- Required task a
Recast everything in the records from the line containing "For the benchmark, annotate every instance of the arched window" down to the end of the records as a JSON list of strings, one string per line, with blank lines left out.

- Document excerpt
Closed type families allow us to do some non-linear type-level pattern matching
(where `a` occurs twice in a clause).
> type family Levels a x :: Nat where
> Levels a a = 0
> Levels a [x] = 1 + Levels a x
We use that depth to select the `ZipDeep0` instance implementing the zip,
This way is neater than relying only on the six other ordinary type parameters,
as it avoids a problem with overlapping instances when some list is empty (so
we can't infer its actual type from itself), or when `a`, `b`, `c` are also
list types.

- Data listing
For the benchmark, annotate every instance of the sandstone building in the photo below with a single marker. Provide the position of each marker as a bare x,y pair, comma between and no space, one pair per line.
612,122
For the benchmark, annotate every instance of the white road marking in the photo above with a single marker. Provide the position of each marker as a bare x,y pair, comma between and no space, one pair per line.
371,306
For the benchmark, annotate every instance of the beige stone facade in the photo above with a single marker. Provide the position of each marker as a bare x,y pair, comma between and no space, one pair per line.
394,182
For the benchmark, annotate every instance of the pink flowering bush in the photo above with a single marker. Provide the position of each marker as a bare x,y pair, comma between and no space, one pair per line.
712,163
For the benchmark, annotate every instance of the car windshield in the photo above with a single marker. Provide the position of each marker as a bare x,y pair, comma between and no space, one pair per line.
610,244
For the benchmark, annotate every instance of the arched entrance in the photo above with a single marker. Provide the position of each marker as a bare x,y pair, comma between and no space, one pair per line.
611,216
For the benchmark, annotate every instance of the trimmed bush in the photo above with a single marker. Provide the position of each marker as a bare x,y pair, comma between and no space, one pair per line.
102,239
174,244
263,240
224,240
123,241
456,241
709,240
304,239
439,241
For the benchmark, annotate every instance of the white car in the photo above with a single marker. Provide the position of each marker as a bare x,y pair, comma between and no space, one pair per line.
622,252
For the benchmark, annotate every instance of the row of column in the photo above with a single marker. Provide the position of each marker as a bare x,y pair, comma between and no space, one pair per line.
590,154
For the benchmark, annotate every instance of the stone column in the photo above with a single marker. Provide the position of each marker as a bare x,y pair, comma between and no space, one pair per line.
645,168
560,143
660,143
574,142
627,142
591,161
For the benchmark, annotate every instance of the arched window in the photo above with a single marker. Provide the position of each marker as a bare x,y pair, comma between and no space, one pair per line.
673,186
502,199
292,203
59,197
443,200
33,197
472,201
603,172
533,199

- Required task b
Answer these questions from the excerpt on closed type families:
(i) In the `Levels` family, what does the clause `Levels a a` evaluate to?
(ii) Which instance is selected using the depth?
(iii) Apart from the depth, how many ordinary type parameters does the approach avoid relying on alone?

- Exercise output a
[
  "For the benchmark, annotate every instance of the arched window in the photo above with a single marker. Provide the position of each marker as a bare x,y pair, comma between and no space, one pair per line.",
  "673,186",
  "502,199",
  "292,203",
  "59,197",
  "443,200",
  "33,197",
  "472,201",
  "603,172",
  "533,199"
]

- Exercise output b
(i) 0
(ii) The `ZipDeep0` instance
(iii) Six